Istruzioni: Riscrivi il passo del testo sulla demielinizzazione da "La mielina agisce" a "la sclerosi multipla.". Sostituisci "isolante" con "schermo".

Testo estratto:
|---|
Cos’è la demielinizzazione
PUBBLICATO IL 22 MARZO 2022
La condizione, che consiste nella perdita della guaina che ricopre le fibre nervose, è associata a diverse patologie e può colpire sia il sistema nervoso periferico sia il sistema nervoso centrale
La demielinizzazione consiste nell’assottigliamento o nella completa perdita della guaina mielinica, uno strato che ricopre le fibre nervose sia nel sistema nervoso centrale, sia in quello periferico e che è fondamentale per garantirne il corretto funzionamento.
La mielina agisce infatti sia da isolante sia da protezione: in caso di danno il segnale elettrico viaggia più lentamente e si disperde oppure si blocca, mentre le cellule nervose risultano più vulnerabili e soggette a degenerazione. Ecco perché molte delle malattie demielinizzanti, ovvero associate a demielinizzazione, sono anche malattie neurodegenerative, come la sclerosi multipla.
Ne parliamo con il professor Massimo Filippi, direttore delle Unità di Neurologia, di Neuroriabilitazione e di Neurofisiologia dell’IRCCS Ospedale San Raffaele e professore ordinario di neurologia presso l’Università Vita-Salute San Raffaele.
Le cause della demielinizzazione
Le cause della demielinizzazione sono molteplici e possono essere molto diverse tra loro. Tra queste le più frequenti sono condizioni autoimmuni come la sclerosi multipla, in cui alcuni autoanticorpi e alcune cellule del sistema immunitario, dopo essere migrate nel sistema nervoso centrale, scatenano un processo infiammatorio che porta alla lesione della guaina mielinica.
“La demielinizzazione può essere conseguenza di una risposta immunitaria anomala a seguito di fenomeni infettivi, come si pensa sia il caso della sindrome di Guillain-Barré, malattia demielinizzante del sistema nervoso periferico - spiega il professor Filippi - .
Ma all’origine della perdita della mielina possono anche esserci disturbi metabolici, abuso di sostanze, prima fra tutte l’alcol, o carenza di vitamina B12. Esistono, infine, malattie demielinizzanti di origine genetica, come la sindrome di Tay-Sachs, che hanno manifestazione precoce.”
|---|
Dati di origine:
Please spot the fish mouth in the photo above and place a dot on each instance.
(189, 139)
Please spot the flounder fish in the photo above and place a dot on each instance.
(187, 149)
|---|
Risposta:
La mielina agisce infatti sia da schermo sia da protezione: in caso di danno il segnale elettrico viaggia più lentamente e si disperde oppure si blocca, mentre le cellule nervose risultano più vulnerabili e soggette a degenerazione. Ecco perché molte delle malattie demielinizzanti, ovvero associate a demielinizzazione, sono anche malattie neurodegenerative, come la sclerosi multipla.